=== Tugas Tertulis 1 ===
Ambil dari teks tentang kitab Si Shu di bawah ini seluruh bagian mulai dari "Pokok-pokok ajaran dan" sampai dengan "yang ditulis Mengzi.", tanpa mengubah satu kata pun.

Pokok-pokok ajaran dan sabda-sabda Nabi Kongzi sendiri, kemudian dihimpun oleh murid-muridnya dalam sebuah Kitab Suci yang disebut Si Shu (Kitab Suci Yang Empat), yang terdiri atas : (i) Daxue (Ajaran Agung/Besar) yang berisi bimbingan dan ajaran pembinaan diri, keluarga, masyarakat, negara dan dunia. Daxue ditulis oleh Zengzi atau Zengshen, murid Kongzi dari angkatan muda, (ii) Zhongyong ( Tengah Sempurna) yang berisi ajaran keimanan Agama Konghucu. Zhongyong ditulis oleh Zisi atau Kongji, cucu Kongzi, (iii) Lunyu (Sabda Suci) yang berisi percakapan Kongzi dengan murid-muridnya. Kitab ini dibukukan oleh beberapa murid utama Kongzi, yang waktu itu berjumlah 3.000 murid, dimana 72 orang diantaranya tergolong murid utama, dan (iv) Kitab Mengzi yang ditulis Mengzi.

=== Entri lokasi objek pada gambar ===
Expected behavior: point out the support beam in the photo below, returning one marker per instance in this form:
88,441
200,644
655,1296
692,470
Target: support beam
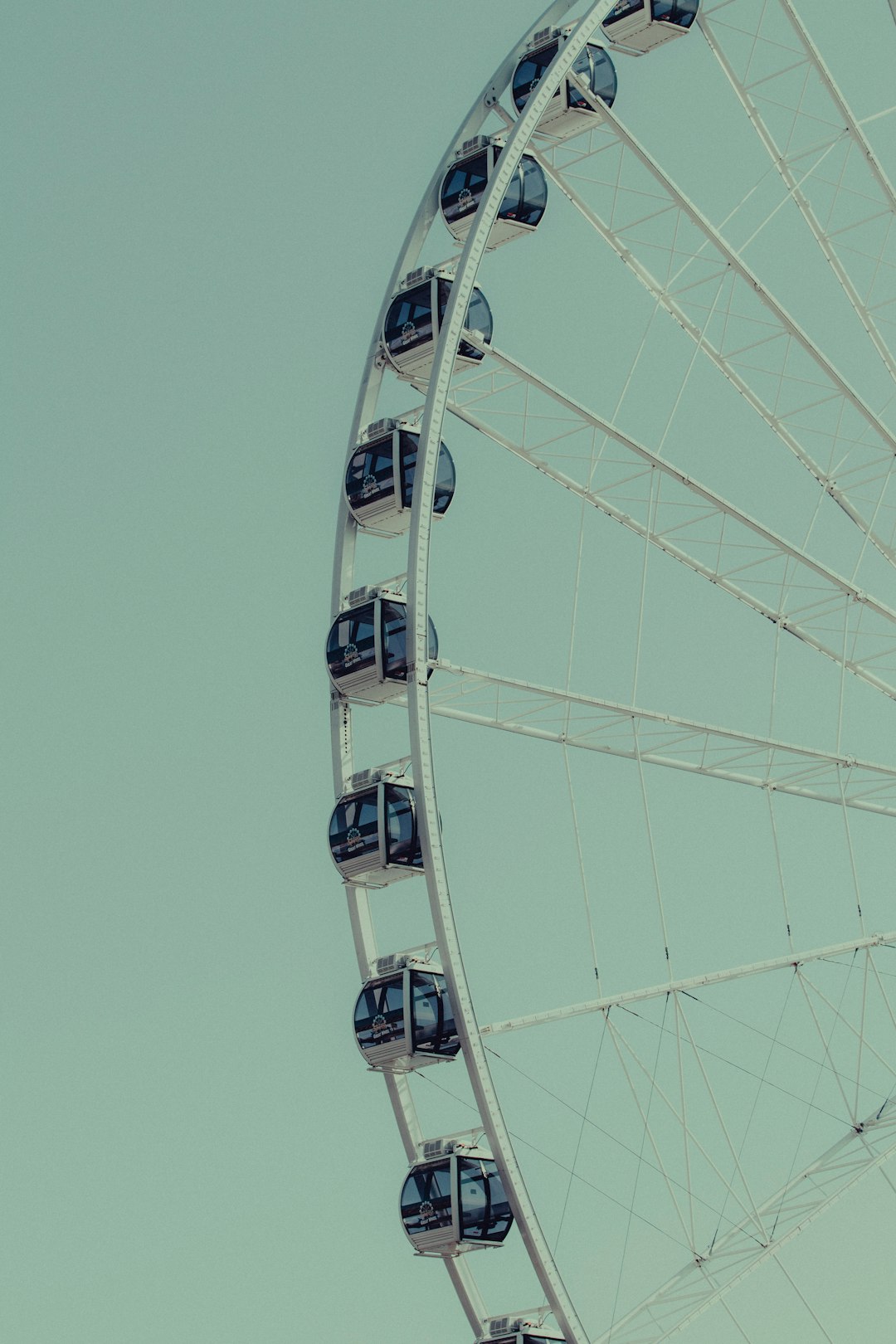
633,996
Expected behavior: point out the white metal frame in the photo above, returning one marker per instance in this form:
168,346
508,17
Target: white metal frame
781,769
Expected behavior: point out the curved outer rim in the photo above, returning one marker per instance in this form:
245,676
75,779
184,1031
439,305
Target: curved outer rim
418,686
418,621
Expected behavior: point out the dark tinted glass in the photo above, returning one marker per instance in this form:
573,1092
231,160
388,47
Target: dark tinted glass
527,195
395,641
370,472
379,1014
402,845
676,11
426,1199
431,1015
594,66
528,73
464,186
409,321
444,474
351,645
479,319
485,1213
353,830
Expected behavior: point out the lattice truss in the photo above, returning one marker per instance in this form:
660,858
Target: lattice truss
689,269
585,453
818,149
707,1098
820,1079
581,721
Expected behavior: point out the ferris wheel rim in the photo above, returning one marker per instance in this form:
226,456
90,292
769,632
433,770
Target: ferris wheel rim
418,604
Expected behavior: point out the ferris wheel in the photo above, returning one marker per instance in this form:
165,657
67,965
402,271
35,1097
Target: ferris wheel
648,1035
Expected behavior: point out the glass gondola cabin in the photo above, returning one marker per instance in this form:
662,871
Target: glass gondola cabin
367,650
455,1203
568,112
642,24
373,835
519,1332
405,1019
464,187
379,479
414,320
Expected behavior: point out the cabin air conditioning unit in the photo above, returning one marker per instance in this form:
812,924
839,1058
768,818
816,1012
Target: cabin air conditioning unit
472,145
377,427
438,1148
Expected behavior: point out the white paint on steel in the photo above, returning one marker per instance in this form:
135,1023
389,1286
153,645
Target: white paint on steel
418,689
737,1253
655,738
343,569
672,986
879,183
786,324
804,621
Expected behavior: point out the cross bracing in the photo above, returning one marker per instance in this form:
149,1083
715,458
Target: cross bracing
596,460
723,305
655,738
818,149
705,1278
715,977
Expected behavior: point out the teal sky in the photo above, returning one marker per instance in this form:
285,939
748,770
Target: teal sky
204,207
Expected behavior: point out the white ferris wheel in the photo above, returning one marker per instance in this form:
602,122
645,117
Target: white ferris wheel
648,1035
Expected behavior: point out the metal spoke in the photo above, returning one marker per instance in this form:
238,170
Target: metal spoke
691,523
711,292
830,171
555,715
688,986
737,1253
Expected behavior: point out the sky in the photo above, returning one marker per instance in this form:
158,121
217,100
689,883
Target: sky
206,205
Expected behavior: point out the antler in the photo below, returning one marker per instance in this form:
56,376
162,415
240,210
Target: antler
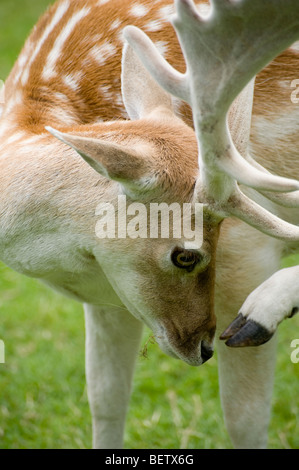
223,53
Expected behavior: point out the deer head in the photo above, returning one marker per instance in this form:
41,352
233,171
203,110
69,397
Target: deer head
157,158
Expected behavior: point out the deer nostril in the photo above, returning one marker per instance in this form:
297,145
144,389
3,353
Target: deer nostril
206,352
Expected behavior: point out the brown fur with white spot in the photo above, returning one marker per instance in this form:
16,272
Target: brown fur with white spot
49,195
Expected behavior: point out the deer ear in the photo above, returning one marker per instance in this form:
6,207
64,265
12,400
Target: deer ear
141,94
111,160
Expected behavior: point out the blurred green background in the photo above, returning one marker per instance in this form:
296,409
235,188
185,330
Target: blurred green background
42,384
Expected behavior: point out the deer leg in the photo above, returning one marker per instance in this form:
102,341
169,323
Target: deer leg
112,342
245,374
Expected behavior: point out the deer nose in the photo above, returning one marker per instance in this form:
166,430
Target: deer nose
206,352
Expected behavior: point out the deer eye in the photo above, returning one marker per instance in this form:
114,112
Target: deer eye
185,259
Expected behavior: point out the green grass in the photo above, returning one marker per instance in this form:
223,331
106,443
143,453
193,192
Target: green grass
42,384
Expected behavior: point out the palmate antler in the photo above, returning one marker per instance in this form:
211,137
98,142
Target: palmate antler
223,53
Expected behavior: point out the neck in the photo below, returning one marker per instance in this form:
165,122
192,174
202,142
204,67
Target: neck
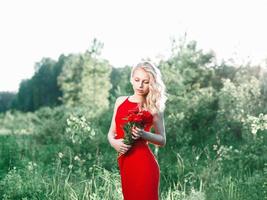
138,98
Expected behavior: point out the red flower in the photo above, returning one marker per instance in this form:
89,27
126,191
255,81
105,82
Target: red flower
135,118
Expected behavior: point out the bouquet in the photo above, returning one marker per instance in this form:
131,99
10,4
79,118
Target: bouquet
138,119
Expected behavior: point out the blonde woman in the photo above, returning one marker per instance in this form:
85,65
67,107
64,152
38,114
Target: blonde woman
139,169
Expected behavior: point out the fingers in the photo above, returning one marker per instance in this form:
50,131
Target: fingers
123,149
136,133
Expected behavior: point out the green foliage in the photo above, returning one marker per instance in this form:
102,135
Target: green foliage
215,122
6,99
84,81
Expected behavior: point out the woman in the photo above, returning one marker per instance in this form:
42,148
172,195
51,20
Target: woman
139,169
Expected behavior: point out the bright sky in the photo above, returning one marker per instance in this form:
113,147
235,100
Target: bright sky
129,29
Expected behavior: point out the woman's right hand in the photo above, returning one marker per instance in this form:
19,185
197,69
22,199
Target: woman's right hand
120,147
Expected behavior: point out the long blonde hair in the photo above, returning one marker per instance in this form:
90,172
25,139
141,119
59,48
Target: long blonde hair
156,97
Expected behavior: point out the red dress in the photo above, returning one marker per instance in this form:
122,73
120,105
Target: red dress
139,169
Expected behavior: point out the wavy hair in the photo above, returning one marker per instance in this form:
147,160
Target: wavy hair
156,97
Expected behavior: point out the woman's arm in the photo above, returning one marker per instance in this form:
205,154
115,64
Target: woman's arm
117,144
159,137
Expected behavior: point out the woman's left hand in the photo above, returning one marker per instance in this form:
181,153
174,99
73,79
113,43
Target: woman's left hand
137,132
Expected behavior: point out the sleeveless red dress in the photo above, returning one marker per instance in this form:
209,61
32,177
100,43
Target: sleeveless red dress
139,169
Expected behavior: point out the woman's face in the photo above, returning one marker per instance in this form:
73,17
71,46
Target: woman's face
140,81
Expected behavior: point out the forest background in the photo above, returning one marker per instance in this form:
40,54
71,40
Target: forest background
53,131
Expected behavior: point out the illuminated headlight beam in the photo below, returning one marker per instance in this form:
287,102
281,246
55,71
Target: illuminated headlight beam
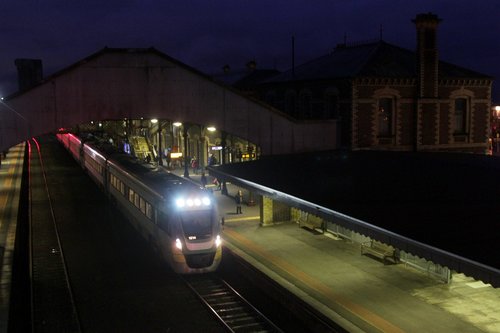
178,243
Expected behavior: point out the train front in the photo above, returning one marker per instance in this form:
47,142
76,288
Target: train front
197,244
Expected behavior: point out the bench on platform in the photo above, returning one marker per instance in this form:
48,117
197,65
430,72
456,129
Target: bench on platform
380,250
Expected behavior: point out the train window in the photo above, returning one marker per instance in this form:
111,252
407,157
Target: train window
136,200
163,222
149,211
142,205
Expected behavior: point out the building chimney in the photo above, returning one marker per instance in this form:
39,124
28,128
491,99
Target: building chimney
251,65
427,54
29,73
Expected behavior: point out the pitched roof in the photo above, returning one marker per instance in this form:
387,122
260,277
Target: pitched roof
376,59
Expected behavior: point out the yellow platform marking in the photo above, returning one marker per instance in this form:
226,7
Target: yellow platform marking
8,178
248,218
356,309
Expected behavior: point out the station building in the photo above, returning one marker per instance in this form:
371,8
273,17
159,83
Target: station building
386,97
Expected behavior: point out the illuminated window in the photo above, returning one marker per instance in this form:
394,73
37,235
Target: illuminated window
306,104
291,103
461,111
142,205
149,211
331,106
385,116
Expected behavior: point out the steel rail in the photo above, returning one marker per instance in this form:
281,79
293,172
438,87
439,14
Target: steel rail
232,309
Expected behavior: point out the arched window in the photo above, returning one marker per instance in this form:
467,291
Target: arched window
461,114
291,103
305,105
270,98
331,106
385,116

=== Tugas Tertulis 2 ===
Kumpulkan setiap baris catatan di atas yang memuat kata “curved”, dengan membedakan huruf besar dan huruf kecil.

=== Hasil Tugas 1 ===
Pokok-pokok ajaran dan sabda-sabda Nabi Kongzi sendiri, kemudian dihimpun oleh murid-muridnya dalam sebuah Kitab Suci yang disebut Si Shu (Kitab Suci Yang Empat), yang terdiri atas : (i) Daxue (Ajaran Agung/Besar) yang berisi bimbingan dan ajaran pembinaan diri, keluarga, masyarakat, negara dan dunia. Daxue ditulis oleh Zengzi atau Zengshen, murid Kongzi dari angkatan muda, (ii) Zhongyong ( Tengah Sempurna) yang berisi ajaran keimanan Agama Konghucu. Zhongyong ditulis oleh Zisi atau Kongji, cucu Kongzi, (iii) Lunyu (Sabda Suci) yang berisi percakapan Kongzi dengan murid-muridnya. Kitab ini dibukukan oleh beberapa murid utama Kongzi, yang waktu itu berjumlah 3.000 murid, dimana 72 orang diantaranya tergolong murid utama, dan (iv) Kitab Mengzi yang ditulis Mengzi.

=== Hasil Tugas 2 ===
Expected behavior: point out the curved outer rim in the photo above, returning one marker per instance in this form:
Target: curved outer rim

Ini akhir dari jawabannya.